Written instruction =>
Reproduce the lines of the material exactly, excluding every image.

======== Data rows

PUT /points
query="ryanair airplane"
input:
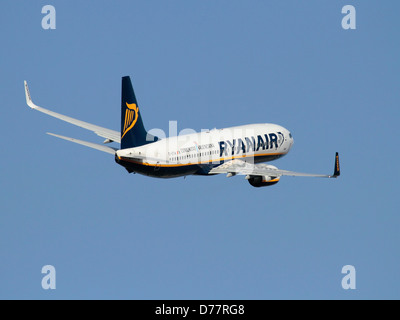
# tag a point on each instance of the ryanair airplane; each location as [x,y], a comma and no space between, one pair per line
[232,151]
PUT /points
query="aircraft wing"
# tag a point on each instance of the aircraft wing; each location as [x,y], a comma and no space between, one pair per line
[92,145]
[244,168]
[109,135]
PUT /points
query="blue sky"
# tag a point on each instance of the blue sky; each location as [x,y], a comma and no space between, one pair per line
[205,64]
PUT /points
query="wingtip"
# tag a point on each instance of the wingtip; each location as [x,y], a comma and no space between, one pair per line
[28,96]
[336,172]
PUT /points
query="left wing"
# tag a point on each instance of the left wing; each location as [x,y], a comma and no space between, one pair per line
[92,145]
[110,135]
[244,168]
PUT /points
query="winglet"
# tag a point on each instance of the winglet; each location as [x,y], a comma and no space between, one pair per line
[28,96]
[336,172]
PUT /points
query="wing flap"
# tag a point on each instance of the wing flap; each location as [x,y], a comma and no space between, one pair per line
[100,131]
[241,167]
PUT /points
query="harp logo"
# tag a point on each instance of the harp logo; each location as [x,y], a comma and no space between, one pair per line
[131,115]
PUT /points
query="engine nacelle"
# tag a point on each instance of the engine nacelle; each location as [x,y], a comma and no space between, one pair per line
[263,181]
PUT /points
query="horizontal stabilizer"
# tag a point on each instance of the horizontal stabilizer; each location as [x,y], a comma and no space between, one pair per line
[87,144]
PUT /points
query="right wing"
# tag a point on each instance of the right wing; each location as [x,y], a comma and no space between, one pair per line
[109,135]
[241,167]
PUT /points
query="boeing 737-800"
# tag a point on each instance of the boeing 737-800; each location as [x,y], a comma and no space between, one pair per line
[233,151]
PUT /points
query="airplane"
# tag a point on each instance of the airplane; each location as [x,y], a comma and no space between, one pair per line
[232,151]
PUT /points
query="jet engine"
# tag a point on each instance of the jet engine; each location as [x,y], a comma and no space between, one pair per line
[263,181]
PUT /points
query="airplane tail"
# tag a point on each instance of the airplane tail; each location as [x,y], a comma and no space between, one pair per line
[133,133]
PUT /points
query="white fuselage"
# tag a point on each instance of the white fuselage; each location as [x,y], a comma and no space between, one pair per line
[254,143]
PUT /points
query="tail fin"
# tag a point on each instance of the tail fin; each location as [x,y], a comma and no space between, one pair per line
[133,133]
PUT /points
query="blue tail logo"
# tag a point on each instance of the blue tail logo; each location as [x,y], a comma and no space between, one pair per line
[131,116]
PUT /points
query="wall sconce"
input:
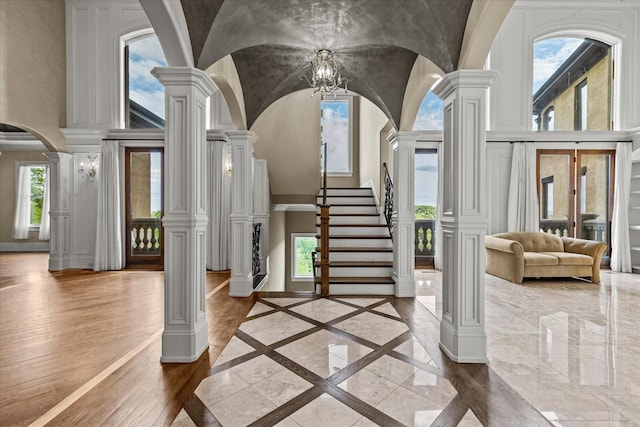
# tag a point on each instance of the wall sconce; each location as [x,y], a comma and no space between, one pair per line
[91,170]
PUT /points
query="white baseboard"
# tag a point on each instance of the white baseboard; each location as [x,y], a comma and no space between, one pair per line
[24,247]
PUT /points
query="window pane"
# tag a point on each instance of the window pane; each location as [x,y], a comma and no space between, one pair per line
[303,263]
[37,192]
[336,133]
[561,64]
[146,93]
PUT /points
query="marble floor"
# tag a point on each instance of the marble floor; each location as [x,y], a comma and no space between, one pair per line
[560,353]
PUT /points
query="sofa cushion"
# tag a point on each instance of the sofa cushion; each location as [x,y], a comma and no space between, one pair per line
[535,241]
[537,258]
[568,258]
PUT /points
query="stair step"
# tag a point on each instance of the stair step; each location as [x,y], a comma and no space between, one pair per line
[358,280]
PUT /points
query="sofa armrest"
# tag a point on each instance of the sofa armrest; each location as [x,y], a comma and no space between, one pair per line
[505,258]
[592,248]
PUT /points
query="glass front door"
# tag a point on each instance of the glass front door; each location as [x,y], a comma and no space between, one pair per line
[144,206]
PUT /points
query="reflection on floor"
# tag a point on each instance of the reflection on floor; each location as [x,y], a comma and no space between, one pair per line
[568,346]
[565,349]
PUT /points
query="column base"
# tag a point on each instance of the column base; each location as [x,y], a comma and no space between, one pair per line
[185,346]
[463,347]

================

Response =>
PUT /points
query="ryanair airplane"
input:
# tag a point on each instance of the ryanair airplane; each location as [x,y], a comma and no space between, one pair per line
[232,151]
PUT /points
query="aircraft wing"
# tag a point on each instance of the aircraft wing; each location as [x,y], a comma and no space between, one pair per line
[92,145]
[244,168]
[109,135]
PUT /points
query="blue sky"
# tag a point on each instance of the blue sky; each location as [x,y], a comma and no space between, one pair per line
[205,64]
PUT /points
query="wingtip"
# tag a point on each instance of the wingtip; each location as [x,y], a comma and no space between, one pair per line
[28,96]
[336,172]
PUT /points
query="left wing"
# tag a point on each instance of the left wing; each location as [x,y], a comma and no space between, one pair per line
[92,145]
[110,135]
[244,168]
PUT /points
query="winglet"
# tag a point on each instance of the winglet; each location as [x,y], a comma and no space between, one pair per line
[28,96]
[336,172]
PUT /points
query="wing flap"
# tag a point on each instance of the wing flap; each location as [x,y], a comma and no space between, one pair per line
[100,131]
[241,167]
PUT /points
query="harp logo"
# tag a point on each instance of the harp logo; each location as [x,y], a comma and no space between, one pair per line
[131,115]
PUT /points
query="engine nacelle"
# tag a point on each instance of the engine nacelle; each location as [x,y], a comma and no space between, one pair per line
[263,181]
PUT /points
query="horizontal stabilizer"
# tag a point on each instance of the horizontal stabilizer; each location as [x,y], a comma and no space between, one pair per line
[87,144]
PUT /points
query="right wing"
# tag a point on each instance of the right wing; each location as [x,y], a comma and no space between, one pair per line
[109,135]
[241,167]
PUT /points
query="boeing 737-800"
# tag a point on each instance of the boeing 737-800; each location as [x,y], a comma and no space between, one pair per line
[233,151]
PUT /points
query="airplane"
# tag a point on each instance of the airplane; each location as [x,y], a comma and no space between, one pair per line
[232,151]
PUT /points
query="jet engine"
# tag a point on each instance of the jet engine; each location as [x,y], a comma and no space between, one pair per line
[263,181]
PUT /points
query="airplane tail"
# tag a point on each instance of the airplane tail; each location as [x,y], a comma and no space between, one pair per line
[133,133]
PUT /points
query="white fuselage"
# tag a point on each instance of the white fuselage; each location as [x,y], a comma and no space between, one pair per line
[254,143]
PUT /points
query="tail fin"
# tag a point on each instance of the tail fin; each location as [x,y], a comma and no space between, one pair per line
[133,133]
PUT /points
query="blue tail logo"
# tag a point on each instance of the blue tail logo; each location as [x,y], a comma and no space between, one pair per line
[131,116]
PUT /points
query="wall sconce"
input:
# tag a point on each instance of the wall sconce; each location as [x,y], a comma and no space between, one pair per line
[91,170]
PUT /points
query="white baseboard"
# tag a point on each instance of the white baseboard; each location as [x,y], a comma and no space between, one pair per line
[24,247]
PUT /points
query="window pane"
# tag a point on each instance of the window pane; each location as [x,y], a comma and no space between, one pair per line
[303,263]
[37,192]
[336,133]
[561,64]
[146,93]
PUT /points
query="marble floor"
# tag a point on each instance of the marble floor; each location as [x,y], a comma and no space between, one pair per line
[560,353]
PUT /points
query="sofa cushion"
# tag a point on each instance of the sofa cushion; each location as [x,y], a comma and no space between, one pair per line
[535,241]
[537,258]
[568,258]
PUT /points
query="stair step"
# tag a point on each instance of the stair step; each location as [x,y], a comma and no space between, one pair per line
[358,280]
PUT /points
query="sofa armrest"
# tag a point on each instance of the sofa armrest; each location as [x,y], a comma and no space between, one pair per line
[505,258]
[592,248]
PUT /points
query="glass front door"
# tag a point on each instance of the glass front door; each location as [x,y], a comma and no space between, one pair per line
[144,206]
PUT /points
query="reflection on floor"
# tag a point on each instance of the reflection on floor; each location as [x,y], a comma and no space between, one pair per line
[568,346]
[565,349]
PUT /points
query="column base"
# tag a point on each instance of the column base; each location as [x,y], a comma and no space between, one pair per line
[185,346]
[463,347]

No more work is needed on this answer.